Veja — 07/12/72
Leo Gilson Ribeiro
Diante deste livro de estréia não há uma terceira opção: ou se aceita ou se interrompe a leitura. O romancista, desde as primeiras linhas, desde o primeiro capítulo, não esconde nada do leitor. Envereda por um tipo de literatura emotiva, visceral, profunda e autenticamente sincera. Mais articulado do que The Crack Up, de Scott Fitzgerald, é como ele um sismógrafo interior, o gráfico diário de uma neurose urbana. O escritor, o homem sensível que raciocina, é devorado pela máquina da televisão e da publicidade, esta Hollywood da década de 70 no Brasil. Assim como Fitzgerald foi consumido pelo comercialismo das fitas da Metro (cujo lema ainda é: “Ars gratia artis”, a arte pela arte, mas gravado em ouro de 18 quilates) e trocou seu fascínio pela riqueza com uma obsessão pela miséria, esta história parte do colapso que leva a uma “clínica nervosa”. Quem preferir uma literatura inventiva, sem testemunhos pessoais, sem aquele desvendamento brutal que um Dostoievski faz em Recordações da casa dos mortos, ou Jean Genet em O diário de um ladrão, nem deve ler o desigual estreante brasileiro.
Imaturo em vários pontos, com desigualdades de estilo e hesitações de quem tateia o seu próprio caminho de auto-preservação, Antônio Torres é um talento explosivo. Suas armas são a angústia, a busca do raciocínio lúcido, a revolta às vezes ingênua, às vezes adolescente, mas sempre moral de quem constata que é a mera peça de uma engrenagem desumana.

| Tarefa proposta 1 |
Copie da resenha o trecho que vai de "Imaturo em vários" até "uma engrenagem desumana.", incluindo essas palavras.
| Tarefa proposta 2 |
Prossiga a resenha sobre o livro de estreia de Antônio Torres a partir da última frase apresentada.

| Descrições de regiões em linguagem natural |
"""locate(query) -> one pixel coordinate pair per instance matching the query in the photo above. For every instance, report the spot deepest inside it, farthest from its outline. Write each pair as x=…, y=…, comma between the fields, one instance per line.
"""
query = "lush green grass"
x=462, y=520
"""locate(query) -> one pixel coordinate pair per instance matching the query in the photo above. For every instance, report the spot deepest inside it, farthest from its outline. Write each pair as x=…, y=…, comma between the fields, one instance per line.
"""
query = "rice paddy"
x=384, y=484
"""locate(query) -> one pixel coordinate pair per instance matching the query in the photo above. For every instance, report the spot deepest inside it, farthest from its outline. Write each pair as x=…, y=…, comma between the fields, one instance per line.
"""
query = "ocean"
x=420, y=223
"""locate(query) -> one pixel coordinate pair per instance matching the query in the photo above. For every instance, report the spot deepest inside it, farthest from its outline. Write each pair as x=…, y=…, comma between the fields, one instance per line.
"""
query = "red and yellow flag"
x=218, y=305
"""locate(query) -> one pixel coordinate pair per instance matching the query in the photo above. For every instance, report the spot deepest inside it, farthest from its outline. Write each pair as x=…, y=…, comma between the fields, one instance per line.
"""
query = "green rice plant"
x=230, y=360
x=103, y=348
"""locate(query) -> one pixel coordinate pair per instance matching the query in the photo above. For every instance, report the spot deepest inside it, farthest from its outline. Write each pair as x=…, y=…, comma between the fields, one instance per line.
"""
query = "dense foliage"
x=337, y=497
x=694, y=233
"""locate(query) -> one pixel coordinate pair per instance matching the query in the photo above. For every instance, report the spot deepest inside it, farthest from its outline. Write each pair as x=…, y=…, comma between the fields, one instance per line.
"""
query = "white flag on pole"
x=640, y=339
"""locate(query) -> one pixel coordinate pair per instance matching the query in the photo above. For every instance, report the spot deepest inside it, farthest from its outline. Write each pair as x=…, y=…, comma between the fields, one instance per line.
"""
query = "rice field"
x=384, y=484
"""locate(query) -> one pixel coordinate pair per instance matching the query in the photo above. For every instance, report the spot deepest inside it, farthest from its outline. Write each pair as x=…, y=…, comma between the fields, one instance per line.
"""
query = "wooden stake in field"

| Resposta escrita 1 |
Imaturo em vários pontos, com desigualdades de estilo e hesitações de quem tateia o seu próprio caminho de auto-preservação, Antônio Torres é um talento explosivo. Suas armas são a angústia, a busca do raciocínio lúcido, a revolta às vezes ingênua, às vezes adolescente, mas sempre moral de quem constata que é a mera peça de uma engrenagem desumana.

| Resposta escrita 2 |
A loucura é tratada por Antônio Torres como o retrovisor da realidade, como um espelho interno que revelasse as entranhas de uma estrutura social em que o absurdo é a norma e na qual quem divergir é trancafiado em manicômios como os cientistas, poetas e romancistas russos de hoje que contestaram a invasão da Checoslováquia de Dubcek pelos tanques de Brezhnev. “Toda a minha vida foi uma luta idiota pela percepção, apreensão e aceitação da realidade. Ao lutador, seu justo prêmio: uma camisa-de-força.” Não é um personagem de Machado de Assis que exclama “ao vencedor, as batatas!” É o eu perscrutador de Antônio Torres na era do Ibope, da televisão líder, do “palmas para ela, que ela merece” e de “nossos comerciais, por favor” ao lado de inacessíveis baús da felicidade. O personagem de Antônio Torres ingênua mas comovedoramente constata que o direito à felicidade, que integra a Constituição dos Estados Unidos, não faz parte da estatística do produto nacional bruto de nenhum país do mundo. Oral, a sua literatura capta a gíria, as incorreções gramaticais, a linguagem sincopada e abreviada de quem fala. Usa monólogos interiores, pesadelos, flash backs de diálogos recordados como numa montagem cinematográfica. Mas, coincidindo com o teatro do absurdo de um Ionesco ou um Beckett, não há conversas entre duas pessoas — o médico e o cliente, o amigo que visita o doente na clínica, o doente e a mulher, Lila, que é o amor lembrado. Há desníveis de conversação como dois estrangeiros que não soubessem decifrar uma língua que o outro fala.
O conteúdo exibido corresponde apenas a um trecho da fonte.